**Set problem a**:
How many lines in the records below contain the word "metal"? Reply with the number alone.
**** Selected extract
Home > Uncategorized > AD/AS models and the ‘disappearance’ of involuntary unemployment

AD/AS models and the ‘disappearance’ of involuntary unemployment

from Lars Syll

eco-202-ch-36-unemployment-and-inflation-15-638We have indeed come round in a circle. The whole vision of the working of the macrosystem presented, in terms of the AD/AS model, by far too many contemporary textbooks, is essentially pre-Keynesian. Monetary spending may fluctuate, but whether or not such fluctuations affect employment and output is said to depend on reactions affecting real wages. Slow adjustment of money wages to price changes is held to account for cyclical variations in employment and output. With respect to the longer term, it is presumed that real wages return to their proper full-employment level …

As regards the fundamental elements of the Keynes conception … all have disappeared.

How have we got into this situation? In the 1970s, reflecting a general change in the political and intellectual climate, economic theorists and commentators of a right-wing, free-market persuasion began to advance, with renewed vigour, old ideas which had for the last few decades been put to the side. Under novel labels such as ‘New Classical’ and ‘New Keynesian’ theory, explanations of unemployment being simply of a voluntary or merely frictional character were reasserted, attracted sympathetic listeners and soon found their way into the burgeoning crop of macro textbooks coming on the market. Over the years distinctive features of the Keynes theory – such as the concepts of involuntary unemployment, of the marginal efficiency of capital as distinct from the marginal productivity of capital, of uncertainty as something different from mathematically measurable risk, and the understanding that the macro economy contained within itself, even in the long run, no reliable self-righting mechanism to guarantee the automatic establishment of full employment – tended to slip out of the mainstream picture. Indeed, more than that: the Keynes theory is frequently misrepresented – it is typically asserted that an assumption of wage-stickiness is the critical factor differentiating the Keynes theory from the classical theory. Scholars who should have known better have been all too ready to adopt the old classical labour market theory of unemployment as embodied in the AS curve, apparently seeing the AD/AS model as a convenient and acceptable device for allowing analysis to be extended beyond the fix-price world of IS/LM. The upshot is that mainstream teaching of macroeconomic theory is today typically propounding a view of the working of the economy which is a very long way from the vision presented in the General Theory or from the conventional wisdom of the immediate post-war years, but strikingly similar to views current long ago, before the ‘Keynesian Revolution’. It is not going too far to say that the practical common-sense of the Keynesian perspective has (at least in some not un-influential quarters) been replaced by irrelevance and fantasy.

Roy H. Grieve

As Grieve notices, there are unfortunately a lot of mainstream economists out there who still think that price and wage rigidities are the prime movers behind unemployment. What is even worse — I’m totally gobsmacked every time I come across this utterly ridiculous misapprehension — is that some of them even think that these rigidities are the reason John Maynard Keynes gave for the high unemployment of the Great Depression. This is of course pure nonsense. For although Keynes in General Theory devoted substantial attention to the subject of wage and price rigidities, he certainly did not hold this view.
********
**** The data
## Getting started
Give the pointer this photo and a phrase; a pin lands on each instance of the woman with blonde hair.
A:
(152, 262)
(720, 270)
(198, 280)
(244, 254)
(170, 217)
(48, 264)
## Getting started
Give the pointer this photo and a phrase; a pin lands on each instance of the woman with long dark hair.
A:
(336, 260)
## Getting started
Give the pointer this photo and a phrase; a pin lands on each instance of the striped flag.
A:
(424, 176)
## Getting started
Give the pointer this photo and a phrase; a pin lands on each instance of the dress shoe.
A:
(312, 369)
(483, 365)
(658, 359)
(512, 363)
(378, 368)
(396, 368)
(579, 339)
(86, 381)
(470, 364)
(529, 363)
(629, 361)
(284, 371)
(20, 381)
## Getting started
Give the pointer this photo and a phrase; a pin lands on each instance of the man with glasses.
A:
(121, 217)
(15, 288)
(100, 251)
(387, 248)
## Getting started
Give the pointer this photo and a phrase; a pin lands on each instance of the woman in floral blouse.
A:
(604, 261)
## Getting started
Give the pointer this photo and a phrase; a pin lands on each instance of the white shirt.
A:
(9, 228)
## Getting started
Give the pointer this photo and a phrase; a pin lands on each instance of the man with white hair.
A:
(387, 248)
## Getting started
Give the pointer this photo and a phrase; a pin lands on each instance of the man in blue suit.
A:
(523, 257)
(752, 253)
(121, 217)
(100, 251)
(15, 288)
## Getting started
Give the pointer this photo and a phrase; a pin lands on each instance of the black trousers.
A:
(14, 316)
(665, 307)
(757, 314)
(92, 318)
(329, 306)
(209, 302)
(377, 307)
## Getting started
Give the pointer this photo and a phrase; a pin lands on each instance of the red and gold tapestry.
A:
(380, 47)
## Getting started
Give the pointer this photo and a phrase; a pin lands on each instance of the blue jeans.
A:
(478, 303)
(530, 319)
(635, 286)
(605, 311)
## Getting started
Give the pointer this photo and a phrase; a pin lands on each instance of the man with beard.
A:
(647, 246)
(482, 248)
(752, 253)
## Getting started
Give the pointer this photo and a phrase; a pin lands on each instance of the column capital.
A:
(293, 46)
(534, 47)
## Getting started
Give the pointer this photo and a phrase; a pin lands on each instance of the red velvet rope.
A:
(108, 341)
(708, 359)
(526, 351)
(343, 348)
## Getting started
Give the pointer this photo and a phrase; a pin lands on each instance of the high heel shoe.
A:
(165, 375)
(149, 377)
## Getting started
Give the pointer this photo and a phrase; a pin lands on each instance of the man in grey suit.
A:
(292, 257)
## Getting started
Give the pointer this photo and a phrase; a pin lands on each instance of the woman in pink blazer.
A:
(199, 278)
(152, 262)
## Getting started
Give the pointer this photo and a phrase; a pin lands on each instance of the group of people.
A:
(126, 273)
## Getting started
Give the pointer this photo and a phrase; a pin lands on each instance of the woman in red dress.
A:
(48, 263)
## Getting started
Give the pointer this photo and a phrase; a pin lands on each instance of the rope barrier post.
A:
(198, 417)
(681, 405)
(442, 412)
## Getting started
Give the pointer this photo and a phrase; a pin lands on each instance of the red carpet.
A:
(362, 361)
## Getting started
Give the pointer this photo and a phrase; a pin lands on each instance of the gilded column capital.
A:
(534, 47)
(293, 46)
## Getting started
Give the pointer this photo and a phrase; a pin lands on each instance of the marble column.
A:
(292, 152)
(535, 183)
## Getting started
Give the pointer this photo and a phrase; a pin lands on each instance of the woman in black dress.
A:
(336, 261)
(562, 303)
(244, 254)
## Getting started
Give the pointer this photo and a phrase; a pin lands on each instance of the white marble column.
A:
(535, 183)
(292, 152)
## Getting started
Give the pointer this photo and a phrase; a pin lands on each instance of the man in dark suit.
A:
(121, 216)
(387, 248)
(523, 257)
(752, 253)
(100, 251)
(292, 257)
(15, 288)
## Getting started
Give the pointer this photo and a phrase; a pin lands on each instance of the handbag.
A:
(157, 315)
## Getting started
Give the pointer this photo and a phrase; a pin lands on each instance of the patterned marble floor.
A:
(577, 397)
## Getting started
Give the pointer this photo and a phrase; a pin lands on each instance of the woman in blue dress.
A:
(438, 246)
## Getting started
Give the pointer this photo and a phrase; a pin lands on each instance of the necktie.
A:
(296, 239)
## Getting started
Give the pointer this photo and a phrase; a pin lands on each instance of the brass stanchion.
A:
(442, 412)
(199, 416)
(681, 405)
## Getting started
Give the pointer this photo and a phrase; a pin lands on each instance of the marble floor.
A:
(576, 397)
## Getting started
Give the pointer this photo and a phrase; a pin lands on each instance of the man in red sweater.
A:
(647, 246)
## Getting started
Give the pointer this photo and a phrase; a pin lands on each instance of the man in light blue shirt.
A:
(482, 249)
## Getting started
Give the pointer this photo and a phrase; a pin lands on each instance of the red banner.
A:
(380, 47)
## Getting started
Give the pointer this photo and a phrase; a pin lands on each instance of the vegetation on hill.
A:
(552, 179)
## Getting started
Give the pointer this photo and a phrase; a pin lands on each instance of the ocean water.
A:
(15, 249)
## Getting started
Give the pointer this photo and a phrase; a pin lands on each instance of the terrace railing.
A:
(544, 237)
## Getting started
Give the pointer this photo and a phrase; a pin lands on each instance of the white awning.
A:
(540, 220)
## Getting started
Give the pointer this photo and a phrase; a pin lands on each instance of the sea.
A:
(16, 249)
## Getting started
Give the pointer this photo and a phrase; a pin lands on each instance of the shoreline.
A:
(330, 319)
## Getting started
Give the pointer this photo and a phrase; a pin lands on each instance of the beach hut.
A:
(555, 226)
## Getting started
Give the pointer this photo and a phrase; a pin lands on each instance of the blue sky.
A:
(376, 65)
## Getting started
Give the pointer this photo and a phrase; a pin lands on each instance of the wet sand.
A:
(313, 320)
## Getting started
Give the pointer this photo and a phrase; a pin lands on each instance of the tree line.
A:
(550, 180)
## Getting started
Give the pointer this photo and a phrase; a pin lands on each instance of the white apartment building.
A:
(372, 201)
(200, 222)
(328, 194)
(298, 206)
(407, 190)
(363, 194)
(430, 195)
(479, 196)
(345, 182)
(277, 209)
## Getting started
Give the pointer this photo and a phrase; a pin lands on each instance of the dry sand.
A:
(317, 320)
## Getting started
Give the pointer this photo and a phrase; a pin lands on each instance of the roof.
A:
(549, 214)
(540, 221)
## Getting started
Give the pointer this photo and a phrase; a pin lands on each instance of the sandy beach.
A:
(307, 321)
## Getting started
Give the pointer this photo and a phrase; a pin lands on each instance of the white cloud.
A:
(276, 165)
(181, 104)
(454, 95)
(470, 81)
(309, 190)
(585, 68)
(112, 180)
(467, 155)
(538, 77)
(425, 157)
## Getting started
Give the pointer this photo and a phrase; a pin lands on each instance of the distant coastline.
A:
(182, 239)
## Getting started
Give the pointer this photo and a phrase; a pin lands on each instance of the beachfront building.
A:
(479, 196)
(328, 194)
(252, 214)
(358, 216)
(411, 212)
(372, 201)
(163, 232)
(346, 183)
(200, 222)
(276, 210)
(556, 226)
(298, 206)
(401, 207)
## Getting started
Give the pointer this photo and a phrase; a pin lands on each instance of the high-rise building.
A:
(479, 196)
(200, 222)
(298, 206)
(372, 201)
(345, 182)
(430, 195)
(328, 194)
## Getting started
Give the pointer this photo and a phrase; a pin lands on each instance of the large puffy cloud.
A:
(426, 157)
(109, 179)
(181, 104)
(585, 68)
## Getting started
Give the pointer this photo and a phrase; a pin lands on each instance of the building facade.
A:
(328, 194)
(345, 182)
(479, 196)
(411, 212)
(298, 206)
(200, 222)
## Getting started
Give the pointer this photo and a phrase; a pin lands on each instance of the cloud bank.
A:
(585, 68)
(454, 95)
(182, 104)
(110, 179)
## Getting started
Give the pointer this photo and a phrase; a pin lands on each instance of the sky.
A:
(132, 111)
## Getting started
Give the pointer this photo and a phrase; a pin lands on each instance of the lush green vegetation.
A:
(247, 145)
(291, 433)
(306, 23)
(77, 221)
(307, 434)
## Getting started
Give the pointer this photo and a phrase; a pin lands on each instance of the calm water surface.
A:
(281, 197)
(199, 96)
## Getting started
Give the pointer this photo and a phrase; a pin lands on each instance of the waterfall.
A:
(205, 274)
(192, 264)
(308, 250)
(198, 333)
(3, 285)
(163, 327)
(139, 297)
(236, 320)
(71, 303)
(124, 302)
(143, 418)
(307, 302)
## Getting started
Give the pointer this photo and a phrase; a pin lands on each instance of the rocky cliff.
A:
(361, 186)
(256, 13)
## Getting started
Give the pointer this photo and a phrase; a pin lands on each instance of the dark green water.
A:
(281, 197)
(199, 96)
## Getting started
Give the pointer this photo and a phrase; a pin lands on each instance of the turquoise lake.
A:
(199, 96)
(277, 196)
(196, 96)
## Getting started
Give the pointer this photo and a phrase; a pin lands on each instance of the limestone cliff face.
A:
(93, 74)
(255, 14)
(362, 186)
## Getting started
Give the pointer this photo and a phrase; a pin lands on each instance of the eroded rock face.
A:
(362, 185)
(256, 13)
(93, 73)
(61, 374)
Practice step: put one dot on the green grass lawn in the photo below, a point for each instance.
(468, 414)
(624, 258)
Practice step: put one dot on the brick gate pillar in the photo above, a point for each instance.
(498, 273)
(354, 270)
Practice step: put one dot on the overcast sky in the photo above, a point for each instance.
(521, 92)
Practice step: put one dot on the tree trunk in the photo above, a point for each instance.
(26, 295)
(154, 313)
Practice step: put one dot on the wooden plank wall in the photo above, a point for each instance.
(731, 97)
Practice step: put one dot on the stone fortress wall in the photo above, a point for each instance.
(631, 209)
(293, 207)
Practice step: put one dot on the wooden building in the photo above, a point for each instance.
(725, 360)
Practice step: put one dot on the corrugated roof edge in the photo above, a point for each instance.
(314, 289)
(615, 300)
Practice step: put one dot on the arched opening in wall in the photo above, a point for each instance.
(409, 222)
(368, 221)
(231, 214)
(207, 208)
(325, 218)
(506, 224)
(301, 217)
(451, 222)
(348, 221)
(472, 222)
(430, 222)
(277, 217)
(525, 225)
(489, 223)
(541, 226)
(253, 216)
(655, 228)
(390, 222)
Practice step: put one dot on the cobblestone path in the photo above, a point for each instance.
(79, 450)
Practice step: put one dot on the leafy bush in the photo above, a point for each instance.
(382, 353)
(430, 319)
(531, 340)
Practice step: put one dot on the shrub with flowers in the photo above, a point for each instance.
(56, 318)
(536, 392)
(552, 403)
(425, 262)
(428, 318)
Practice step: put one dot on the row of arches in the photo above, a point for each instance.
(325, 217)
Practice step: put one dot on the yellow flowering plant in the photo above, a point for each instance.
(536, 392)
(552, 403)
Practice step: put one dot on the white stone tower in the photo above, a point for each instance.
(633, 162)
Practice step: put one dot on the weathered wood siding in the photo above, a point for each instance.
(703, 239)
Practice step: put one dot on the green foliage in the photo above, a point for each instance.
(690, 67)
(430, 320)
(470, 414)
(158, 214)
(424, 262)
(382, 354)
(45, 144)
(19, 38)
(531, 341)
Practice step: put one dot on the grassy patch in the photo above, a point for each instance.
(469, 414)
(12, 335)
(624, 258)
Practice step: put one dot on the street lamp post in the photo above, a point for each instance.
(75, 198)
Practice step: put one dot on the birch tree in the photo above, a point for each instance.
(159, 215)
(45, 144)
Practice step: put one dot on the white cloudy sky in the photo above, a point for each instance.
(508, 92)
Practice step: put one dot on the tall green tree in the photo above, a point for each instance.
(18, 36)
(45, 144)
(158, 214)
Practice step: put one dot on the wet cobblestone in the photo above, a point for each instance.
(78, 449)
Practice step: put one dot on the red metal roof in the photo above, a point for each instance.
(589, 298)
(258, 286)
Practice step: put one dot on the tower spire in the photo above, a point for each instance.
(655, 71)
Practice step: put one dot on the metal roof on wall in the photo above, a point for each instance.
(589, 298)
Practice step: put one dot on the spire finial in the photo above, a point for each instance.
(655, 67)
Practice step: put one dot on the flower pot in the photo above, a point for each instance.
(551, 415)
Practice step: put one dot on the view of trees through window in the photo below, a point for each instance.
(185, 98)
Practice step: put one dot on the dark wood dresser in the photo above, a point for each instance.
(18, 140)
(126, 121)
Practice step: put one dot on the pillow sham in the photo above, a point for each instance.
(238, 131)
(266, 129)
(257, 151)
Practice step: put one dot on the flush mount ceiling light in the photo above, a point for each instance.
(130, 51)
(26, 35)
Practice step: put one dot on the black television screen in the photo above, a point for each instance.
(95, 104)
********
**Set problem b**:
Carry on the piece about AD/AS models and involuntary unemployment, starting right after its last sentence.

**Exercise answer a**:
2

**Exercise answer b**:
Since unions/workers, contrary to classical assumptions, make wage-bargains in nominal terms, they will – according to Keynes – accept lower real wages caused by higher prices, but resist lower real wages caused by lower nominal wages. However, Keynes held it incorrect to attribute “cyclical” unemployment to this diversified agent behaviour. During the depression money wages fell significantly and – as Keynes noted – unemployment still grew. Thus, even when nominal wages are lowered, they do not generally lower unemployment.

In any specific labour market, lower wages could, of course, raise the demand for labour. But a general reduction in money wages would leave real wages more or less unchanged. The reasoning of the “classical” economists was, according to Keynes, a flagrant example of the “fallacy of composition.” Assuming that since unions/workers in a specific labour market could negotiate real wage reductions via lowering nominal wages, unions/workers in general could do the same, the classics confused micro with macro.

Lowering nominal wages could not – according to Keynes – clear the labour market. Lowering wages – and possibly prices – could, perhaps, lower interest rates and increase investment. But to Keynes it would be much easier to achieve that effect by increasing the money supply. In any case, wage reductions was not seen by Keynes as a general substitute for an expansionary monetary or fiscal policy.

Even if potentially positive impacts of lowering wages exist, there are also more heavily weighing negative impacts – management-union relations deteriorating, expectations of on-going lowering of wages causing delay of investments, debt deflation et cetera.

So, what Keynes actually did argue in General Theory, was that the “classical” proposition that lowering wages would lower unemployment and ultimately take economies out of depressions, was ill-founded and basically wrong.

To Keynes, flexible wages would only make things worse by leading to erratic price-fluctuations. The basic explanation for unemployment is insufficient aggregate demand, and that is mostly determined outside the labor market.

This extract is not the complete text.